(Data records)
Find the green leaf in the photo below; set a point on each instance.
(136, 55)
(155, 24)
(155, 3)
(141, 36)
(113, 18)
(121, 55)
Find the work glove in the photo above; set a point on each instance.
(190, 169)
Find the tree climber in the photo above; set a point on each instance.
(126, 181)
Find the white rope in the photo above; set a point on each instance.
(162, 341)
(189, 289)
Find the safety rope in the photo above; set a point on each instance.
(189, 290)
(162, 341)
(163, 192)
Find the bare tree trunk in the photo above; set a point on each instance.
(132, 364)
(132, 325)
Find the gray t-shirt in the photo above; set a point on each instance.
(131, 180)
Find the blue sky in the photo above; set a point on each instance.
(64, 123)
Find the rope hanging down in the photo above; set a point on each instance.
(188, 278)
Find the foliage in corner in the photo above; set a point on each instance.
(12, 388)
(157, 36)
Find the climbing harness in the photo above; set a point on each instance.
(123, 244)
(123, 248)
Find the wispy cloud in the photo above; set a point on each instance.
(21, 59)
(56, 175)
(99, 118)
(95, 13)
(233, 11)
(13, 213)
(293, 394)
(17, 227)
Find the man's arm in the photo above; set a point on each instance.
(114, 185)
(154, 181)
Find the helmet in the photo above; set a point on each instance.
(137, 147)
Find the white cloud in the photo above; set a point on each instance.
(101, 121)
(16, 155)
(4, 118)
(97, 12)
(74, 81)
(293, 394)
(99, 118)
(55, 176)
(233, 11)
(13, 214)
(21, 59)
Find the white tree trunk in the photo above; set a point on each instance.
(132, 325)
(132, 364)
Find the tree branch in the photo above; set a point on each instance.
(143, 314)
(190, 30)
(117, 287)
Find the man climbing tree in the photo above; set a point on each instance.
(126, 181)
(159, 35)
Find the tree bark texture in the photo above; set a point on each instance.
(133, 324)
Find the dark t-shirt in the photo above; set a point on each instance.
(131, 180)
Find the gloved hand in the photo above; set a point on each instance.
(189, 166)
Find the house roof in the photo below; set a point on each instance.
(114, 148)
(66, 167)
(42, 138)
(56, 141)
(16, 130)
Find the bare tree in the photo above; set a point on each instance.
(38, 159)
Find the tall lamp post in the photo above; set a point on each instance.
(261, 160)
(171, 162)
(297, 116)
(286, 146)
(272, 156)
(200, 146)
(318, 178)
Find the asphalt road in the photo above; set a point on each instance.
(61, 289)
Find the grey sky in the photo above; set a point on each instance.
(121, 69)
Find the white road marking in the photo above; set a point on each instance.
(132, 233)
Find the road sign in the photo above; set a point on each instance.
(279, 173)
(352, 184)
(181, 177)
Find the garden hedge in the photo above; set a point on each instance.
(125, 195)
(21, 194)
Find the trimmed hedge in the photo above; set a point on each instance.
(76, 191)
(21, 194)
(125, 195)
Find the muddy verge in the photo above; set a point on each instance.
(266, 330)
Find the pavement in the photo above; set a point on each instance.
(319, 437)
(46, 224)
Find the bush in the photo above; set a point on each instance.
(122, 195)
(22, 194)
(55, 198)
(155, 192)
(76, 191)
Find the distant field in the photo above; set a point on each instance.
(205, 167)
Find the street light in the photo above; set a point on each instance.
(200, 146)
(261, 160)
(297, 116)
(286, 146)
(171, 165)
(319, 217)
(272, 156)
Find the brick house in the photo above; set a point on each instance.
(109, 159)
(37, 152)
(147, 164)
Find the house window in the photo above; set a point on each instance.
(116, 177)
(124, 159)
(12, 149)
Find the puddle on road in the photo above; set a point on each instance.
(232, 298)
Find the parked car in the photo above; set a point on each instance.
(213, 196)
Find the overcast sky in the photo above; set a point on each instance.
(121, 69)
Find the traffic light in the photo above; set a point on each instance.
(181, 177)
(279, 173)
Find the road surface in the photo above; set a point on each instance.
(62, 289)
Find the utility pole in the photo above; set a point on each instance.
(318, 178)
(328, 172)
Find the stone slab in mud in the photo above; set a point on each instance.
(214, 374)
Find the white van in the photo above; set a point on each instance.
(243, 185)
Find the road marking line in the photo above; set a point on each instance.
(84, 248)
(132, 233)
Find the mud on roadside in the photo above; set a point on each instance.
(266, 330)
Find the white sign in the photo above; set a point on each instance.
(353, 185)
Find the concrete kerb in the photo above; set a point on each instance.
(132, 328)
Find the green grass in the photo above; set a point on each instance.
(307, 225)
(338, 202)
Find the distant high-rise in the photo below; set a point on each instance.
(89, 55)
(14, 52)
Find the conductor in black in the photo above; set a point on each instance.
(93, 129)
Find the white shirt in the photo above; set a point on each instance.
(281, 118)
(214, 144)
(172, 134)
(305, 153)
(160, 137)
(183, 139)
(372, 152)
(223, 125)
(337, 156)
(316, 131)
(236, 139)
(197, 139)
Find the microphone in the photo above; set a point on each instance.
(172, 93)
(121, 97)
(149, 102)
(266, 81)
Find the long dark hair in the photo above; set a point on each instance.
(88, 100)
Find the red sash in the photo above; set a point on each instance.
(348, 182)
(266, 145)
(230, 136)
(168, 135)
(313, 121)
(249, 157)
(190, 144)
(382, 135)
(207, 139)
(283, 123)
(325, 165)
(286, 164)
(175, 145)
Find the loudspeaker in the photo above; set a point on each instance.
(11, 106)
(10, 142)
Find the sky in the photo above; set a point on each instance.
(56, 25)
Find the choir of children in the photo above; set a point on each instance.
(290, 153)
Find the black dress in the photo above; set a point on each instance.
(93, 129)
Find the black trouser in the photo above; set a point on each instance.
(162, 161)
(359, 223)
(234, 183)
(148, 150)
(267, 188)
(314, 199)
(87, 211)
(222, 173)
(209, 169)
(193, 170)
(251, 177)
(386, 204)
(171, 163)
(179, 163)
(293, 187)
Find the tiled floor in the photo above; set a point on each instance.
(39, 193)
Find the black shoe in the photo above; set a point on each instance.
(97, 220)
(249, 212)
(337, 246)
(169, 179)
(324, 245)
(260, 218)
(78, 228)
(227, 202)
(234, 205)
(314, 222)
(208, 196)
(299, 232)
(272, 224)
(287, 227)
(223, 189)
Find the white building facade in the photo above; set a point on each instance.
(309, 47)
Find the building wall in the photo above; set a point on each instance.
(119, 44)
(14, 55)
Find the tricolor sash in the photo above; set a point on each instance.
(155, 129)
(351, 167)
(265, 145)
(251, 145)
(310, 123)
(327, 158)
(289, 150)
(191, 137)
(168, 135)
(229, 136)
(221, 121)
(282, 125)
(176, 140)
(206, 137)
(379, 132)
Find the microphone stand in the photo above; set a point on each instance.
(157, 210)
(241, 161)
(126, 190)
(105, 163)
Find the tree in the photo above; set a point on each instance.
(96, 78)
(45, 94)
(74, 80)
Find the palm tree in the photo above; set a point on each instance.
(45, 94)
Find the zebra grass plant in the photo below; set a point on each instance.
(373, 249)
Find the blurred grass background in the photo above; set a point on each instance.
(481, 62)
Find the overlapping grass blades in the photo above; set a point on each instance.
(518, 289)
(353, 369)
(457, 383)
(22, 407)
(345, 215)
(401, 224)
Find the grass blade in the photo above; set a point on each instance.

Your instructions:
Copy out each entry once more, character for character.

Exercise solution:
Find the green leaf in the photo below; set a point on each instance.
(136, 55)
(155, 24)
(155, 3)
(141, 36)
(113, 18)
(121, 55)
Find the work glove in the photo above; set a point on each instance.
(190, 169)
Find the tree climber in the photo above; set a point on each instance.
(126, 181)
Find the white rope in the photo above; set a point on each instance.
(162, 341)
(189, 289)
Find the safety rope in the photo above; set a point on each instance.
(189, 290)
(162, 341)
(163, 192)
Find the bare tree trunk in the photo above; set a point on each instance.
(132, 364)
(132, 325)
Find the gray t-shirt in the photo above; set a point on each instance.
(131, 180)
Find the blue sky in the photo above; set a point on each instance.
(64, 123)
Find the rope hanging down in the photo above; set a point on each instance.
(188, 278)
Find the foliage in corner in the photo above; set a point on each instance.
(12, 388)
(157, 36)
Find the climbing harness in the photo above; set a point on each instance.
(123, 244)
(123, 248)
Find the wispy cloud in the photo above; set a point on each instance.
(21, 59)
(56, 175)
(99, 118)
(95, 13)
(233, 11)
(13, 213)
(293, 394)
(17, 227)
Find the man's arm in the photo above; set a point on each instance.
(114, 185)
(154, 181)
Find the helmet in the photo above; set a point on each instance.
(137, 147)
Find the white cloud in the photo above; set a point on each instance.
(101, 121)
(16, 155)
(4, 118)
(97, 12)
(74, 81)
(293, 394)
(99, 118)
(55, 176)
(233, 11)
(13, 214)
(21, 59)
Find the white tree trunk in the photo above; set a point on each instance.
(132, 325)
(132, 364)
Find the tree branch in the photo above; set a point on each instance.
(143, 314)
(190, 30)
(117, 287)
Find the man climbing tree in the photo above; set a point on each instance.
(126, 181)
(159, 35)
Find the tree bark texture in the photo above; set a point on each instance.
(133, 324)
Find the dark t-shirt in the photo above; set a point on each instance.
(131, 180)
Find the gloved hand in the photo above; set a point on each instance.
(189, 166)
Find the house roof in the photo below; set a point on each instance.
(114, 148)
(66, 167)
(42, 138)
(56, 141)
(16, 130)
Find the bare tree in the photo above; set a point on each instance.
(38, 159)
Find the tall lamp post in the photo above; set a point on each instance.
(261, 160)
(171, 162)
(297, 116)
(286, 146)
(272, 156)
(200, 146)
(318, 178)
Find the asphalt road in the photo above; set a point on each instance.
(61, 289)
Find the grey sky in the photo above; set a point on each instance.
(121, 69)
Find the white road marking in the photo above; set a point on each instance.
(132, 233)
Find the road sign in the photo above; set a point on each instance.
(279, 173)
(352, 184)
(181, 177)
Find the garden hedge in the photo above; set a point on each instance.
(125, 195)
(21, 194)
Find the trimmed hedge in the photo above; set a point on each instance.
(76, 191)
(21, 194)
(125, 195)
Find the muddy verge in the photo above; set a point on each instance.
(266, 330)
Find the pavement in the photo above; set a point on each instance.
(319, 437)
(46, 224)
Find the bush in the photo above; set a point on each instance.
(122, 195)
(22, 194)
(55, 198)
(155, 192)
(76, 191)
Find the distant field in the photo above; set a point on each instance.
(205, 167)
Find the street light in the photo above; set a point on each instance.
(200, 146)
(261, 160)
(297, 116)
(286, 146)
(171, 165)
(319, 217)
(272, 156)
Find the brick house in the photo above; set a point on each instance.
(109, 159)
(37, 152)
(147, 164)
Find the house window in the photo above; set a point on each instance.
(116, 177)
(124, 159)
(12, 149)
Find the puddle on road in the photo above; set a point on each instance.
(232, 298)
Find the parked car in the photo above; set a point on each instance.
(213, 196)
Find the overcast sky in the photo above; set a point on each instance.
(121, 69)
Find the traffic light in the photo above; set a point on each instance.
(181, 177)
(279, 173)
Find the road surface in the photo above; set a point on each instance.
(62, 289)
Find the utility pole in the photo above; set a point on each instance.
(318, 178)
(328, 172)
Find the stone slab in mud in the photo above; set a point on each instance.
(214, 374)
Find the white van in the photo above; set a point on each instance.
(243, 185)
Find the road marking line in the photo above; set a point on each instance.
(84, 248)
(132, 233)
Find the mud on roadside in the photo above; set a point on each instance.
(266, 330)
Find the white sign in the photo above; set a point on each instance.
(353, 185)
Find the concrete kerb in the photo above; set a point on each instance.
(132, 328)
Find the green grass in the photo above; set a point on each instance.
(307, 225)
(338, 202)
Find the distant high-rise in the photo below; set a point on each instance.
(89, 55)
(14, 52)
Find the conductor in black in the photo above; set a point on each instance.
(93, 129)
Find the white shirt in the photo above; set a point on each instance.
(281, 118)
(214, 144)
(172, 134)
(305, 153)
(160, 137)
(183, 139)
(372, 152)
(223, 125)
(337, 156)
(316, 131)
(236, 139)
(197, 139)
Find the microphone in the photo above; set a point on each instance.
(172, 93)
(121, 97)
(149, 102)
(266, 81)
Find the long dark hair in the photo above; set a point on each instance.
(88, 100)
Find the red sash in the photo above; set a point on each instance.
(348, 182)
(266, 145)
(230, 136)
(168, 135)
(313, 121)
(249, 157)
(190, 144)
(382, 135)
(207, 139)
(283, 123)
(325, 165)
(286, 164)
(175, 145)
Find the loudspeaker in the photo above; set a point on each instance.
(11, 106)
(10, 142)
Find the sky in the photo above; set a point on each instance.
(56, 25)
Find the choir of children in the photo above; set a point on each instance.
(290, 153)
Find the black dress in the photo above; set a point on each instance.
(93, 129)
Find the black trouser in the photo above; set a point on each instance.
(162, 161)
(359, 223)
(234, 183)
(148, 150)
(267, 188)
(314, 199)
(87, 211)
(222, 173)
(209, 169)
(193, 170)
(251, 177)
(386, 204)
(171, 163)
(179, 163)
(293, 187)
Find the tiled floor in the photo above; set a point on each instance.
(39, 193)
Find the black shoe in the photo above; set a point on each instance.
(97, 220)
(249, 212)
(337, 246)
(169, 179)
(324, 245)
(260, 218)
(78, 228)
(227, 202)
(234, 205)
(314, 222)
(208, 196)
(299, 232)
(272, 224)
(287, 227)
(223, 189)
Find the white building facade in the photo above; set a point on each instance.
(309, 47)
Find the building wall in the photo above; set a point on each instance.
(119, 44)
(14, 55)
Find the tricolor sash in the photo above; set a point on each instance.
(155, 129)
(351, 167)
(265, 145)
(251, 145)
(310, 123)
(327, 158)
(289, 150)
(191, 137)
(168, 135)
(229, 136)
(221, 121)
(282, 125)
(176, 140)
(206, 137)
(379, 132)
Find the microphone stand in the photo above; set a point on each instance.
(157, 210)
(241, 161)
(126, 190)
(105, 163)
Find the tree in the photo above; set a point on each instance.
(96, 78)
(45, 94)
(74, 80)
Find the palm tree in the photo above; set a point on each instance.
(45, 94)
Find the zebra grass plant in the photo below; set a point on each instance.
(373, 249)
Find the blurred grass background in the photo above; set a point on each instance.
(481, 62)
Find the overlapping grass blades in the photo above; set a point on each instance.
(518, 289)
(353, 369)
(457, 383)
(22, 407)
(345, 215)
(401, 224)
Find the grass blade in the photo above; set a point on each instance.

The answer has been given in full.